Short problem:
Can you extract every one of the rows below word for word, leaving the pictures out?

━━━━━━

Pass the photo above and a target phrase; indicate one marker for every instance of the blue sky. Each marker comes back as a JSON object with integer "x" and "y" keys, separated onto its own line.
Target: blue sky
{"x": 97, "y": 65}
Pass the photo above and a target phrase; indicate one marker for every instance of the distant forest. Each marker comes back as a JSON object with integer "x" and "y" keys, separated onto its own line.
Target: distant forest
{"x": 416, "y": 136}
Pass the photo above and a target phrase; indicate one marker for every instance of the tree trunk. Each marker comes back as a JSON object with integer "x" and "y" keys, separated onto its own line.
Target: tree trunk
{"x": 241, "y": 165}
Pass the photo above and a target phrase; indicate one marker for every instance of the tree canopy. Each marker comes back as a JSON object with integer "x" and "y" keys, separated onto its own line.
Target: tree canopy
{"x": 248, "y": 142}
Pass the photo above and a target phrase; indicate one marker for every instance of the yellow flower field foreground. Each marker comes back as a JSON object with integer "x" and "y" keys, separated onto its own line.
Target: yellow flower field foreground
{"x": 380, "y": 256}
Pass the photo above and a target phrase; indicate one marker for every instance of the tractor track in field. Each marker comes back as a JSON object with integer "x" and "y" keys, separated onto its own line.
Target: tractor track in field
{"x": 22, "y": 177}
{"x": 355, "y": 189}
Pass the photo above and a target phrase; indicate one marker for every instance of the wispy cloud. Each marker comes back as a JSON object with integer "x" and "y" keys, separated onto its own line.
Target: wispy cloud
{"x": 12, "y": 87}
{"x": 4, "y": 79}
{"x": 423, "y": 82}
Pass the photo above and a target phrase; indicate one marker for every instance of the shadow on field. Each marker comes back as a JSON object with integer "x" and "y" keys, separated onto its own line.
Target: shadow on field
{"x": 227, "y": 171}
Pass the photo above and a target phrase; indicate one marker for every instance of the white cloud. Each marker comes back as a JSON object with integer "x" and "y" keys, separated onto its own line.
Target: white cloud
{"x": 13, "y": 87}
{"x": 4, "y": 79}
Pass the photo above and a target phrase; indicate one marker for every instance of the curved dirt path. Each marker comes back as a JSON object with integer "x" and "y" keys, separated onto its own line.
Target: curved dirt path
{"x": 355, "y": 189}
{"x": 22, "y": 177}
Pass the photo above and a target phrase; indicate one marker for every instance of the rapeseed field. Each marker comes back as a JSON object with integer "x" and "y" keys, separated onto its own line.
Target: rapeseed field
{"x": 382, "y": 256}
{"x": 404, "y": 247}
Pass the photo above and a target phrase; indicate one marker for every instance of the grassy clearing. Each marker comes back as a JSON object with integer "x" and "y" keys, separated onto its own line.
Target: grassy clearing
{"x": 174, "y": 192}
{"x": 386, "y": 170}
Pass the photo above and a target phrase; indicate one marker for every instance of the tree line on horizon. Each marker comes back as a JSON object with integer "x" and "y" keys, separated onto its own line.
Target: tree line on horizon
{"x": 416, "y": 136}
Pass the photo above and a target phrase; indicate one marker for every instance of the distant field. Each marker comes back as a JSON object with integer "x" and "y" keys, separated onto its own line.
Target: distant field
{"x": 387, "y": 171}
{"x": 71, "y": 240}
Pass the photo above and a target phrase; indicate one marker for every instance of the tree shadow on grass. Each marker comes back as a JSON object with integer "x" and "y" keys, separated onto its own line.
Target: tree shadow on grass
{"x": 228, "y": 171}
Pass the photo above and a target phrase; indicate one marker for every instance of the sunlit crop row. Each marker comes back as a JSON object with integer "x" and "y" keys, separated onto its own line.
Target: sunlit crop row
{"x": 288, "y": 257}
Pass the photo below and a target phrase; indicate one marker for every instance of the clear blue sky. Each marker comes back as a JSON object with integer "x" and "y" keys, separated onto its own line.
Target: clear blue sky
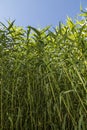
{"x": 39, "y": 13}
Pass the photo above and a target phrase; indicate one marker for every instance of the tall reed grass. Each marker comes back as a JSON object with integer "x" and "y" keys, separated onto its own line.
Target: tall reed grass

━━━━━━

Finished exercise:
Pass the photo above and a target phrase; indicate one marker for every instance of the blue sky. Each marker comes back as a JSON object with integer "x" and "y" keys, separated onto its own line.
Target: blue sky
{"x": 97, "y": 65}
Pass the photo above and a target phrase; indicate one marker for every instance of the distant forest. Each marker comes back as a JSON object with integer "x" and "y" keys, separated onto its own line.
Target: distant forest
{"x": 416, "y": 136}
Pass the photo above and a target phrase; indicate one marker for every instance of the tree trunk. Each marker comes back as a JSON object with integer "x" and "y" keys, separated onto its own line.
Target: tree trunk
{"x": 241, "y": 165}
Pass the photo above and a target phrase; indicate one marker for every instance of the tree canopy. Each marker comes back as a JSON object with integer "x" and "y" keys, separated onto its own line.
Target: tree canopy
{"x": 248, "y": 142}
Pass the photo above and a target phrase; indicate one marker for every instance of the yellow flower field foreground. Each marker comes back as a JSON object with integer "x" and "y" keys, separated onto its own line.
Target: yellow flower field foreground
{"x": 380, "y": 256}
Pass the photo above and a target phrase; indicate one marker for every instance of the tractor track in field. Each marker comes back as a JSON object with integer "x" and "y" keys, separated onto its own line.
Target: tractor track in field
{"x": 22, "y": 177}
{"x": 355, "y": 189}
Pass the photo above and a target phrase; indicate one marker for every instance of the wispy cloud. Each marker comes back as a JSON object with integer "x" and "y" keys, separated onto its own line.
Target: wispy cloud
{"x": 12, "y": 87}
{"x": 4, "y": 79}
{"x": 423, "y": 82}
Pass the photo above and a target phrase; indicate one marker for every instance of the shadow on field. Each marker comes back as a JSON object with integer "x" and "y" keys, separated onto its own line.
Target: shadow on field
{"x": 227, "y": 171}
Pass the photo above and a target phrase; indicate one marker for every instance of the white cloud. Each marker comes back as a JSON object with integer "x" and "y" keys, separated onto its own line.
Target: white cloud
{"x": 13, "y": 87}
{"x": 4, "y": 79}
Pass the photo above and a target phrase; indicate one marker for every instance of the curved dirt path. Each marker comes back as a JSON object with integer "x" and "y" keys, separated onto its own line.
Target: curved dirt path
{"x": 355, "y": 189}
{"x": 22, "y": 177}
Pass the photo above and a target phrase; indicate one marker for every instance of the rapeseed field. Each marker comes back as a JSON object with integer "x" and "y" keys, separated onto its own line.
Target: rapeseed field
{"x": 382, "y": 256}
{"x": 404, "y": 247}
Pass the photo above and a target phrase; indicate one marker for every instance of the grassy clearing. Each marker comes back as a JSON object with integer "x" and "y" keys, separated onto its own line.
Target: grassy clearing
{"x": 174, "y": 192}
{"x": 386, "y": 170}
Pass the photo above and a target phrase; indicate one marker for every instance of the tree line on horizon. Each marker comes back as a JSON object with integer "x" and "y" keys, separated onto its own line.
Target: tree line on horizon
{"x": 416, "y": 136}
Pass the photo above and a target phrase; indicate one marker for every instance of the distant field. Each marker comes back as a JSON object with integer "x" and "y" keys, separated onto its own line.
Target: distant field
{"x": 387, "y": 171}
{"x": 71, "y": 240}
Pass the photo above and a target phrase; indicate one marker for every instance of the tree shadow on grass. Each marker comes back as a JSON object with integer "x" and "y" keys, separated onto its own line.
Target: tree shadow on grass
{"x": 228, "y": 171}
Pass the photo above and a target phrase; indicate one marker for every instance of the sunlit crop row. Each marker comes back as a JSON object with integer "x" and "y" keys, separated onto its own line.
Target: sunlit crop row
{"x": 288, "y": 257}
Pass the photo below and a target phrase; indicate one marker for every instance of the clear blue sky. Each marker comes back as a JSON object with integer "x" and "y" keys, separated onto its own line.
Target: clear blue sky
{"x": 39, "y": 13}
Pass the photo above and a target phrase; indicate one marker for every instance of the tall reed grass. Each marker comes back as a JSON object with integer "x" and "y" keys, separated onto its own line.
Target: tall reed grass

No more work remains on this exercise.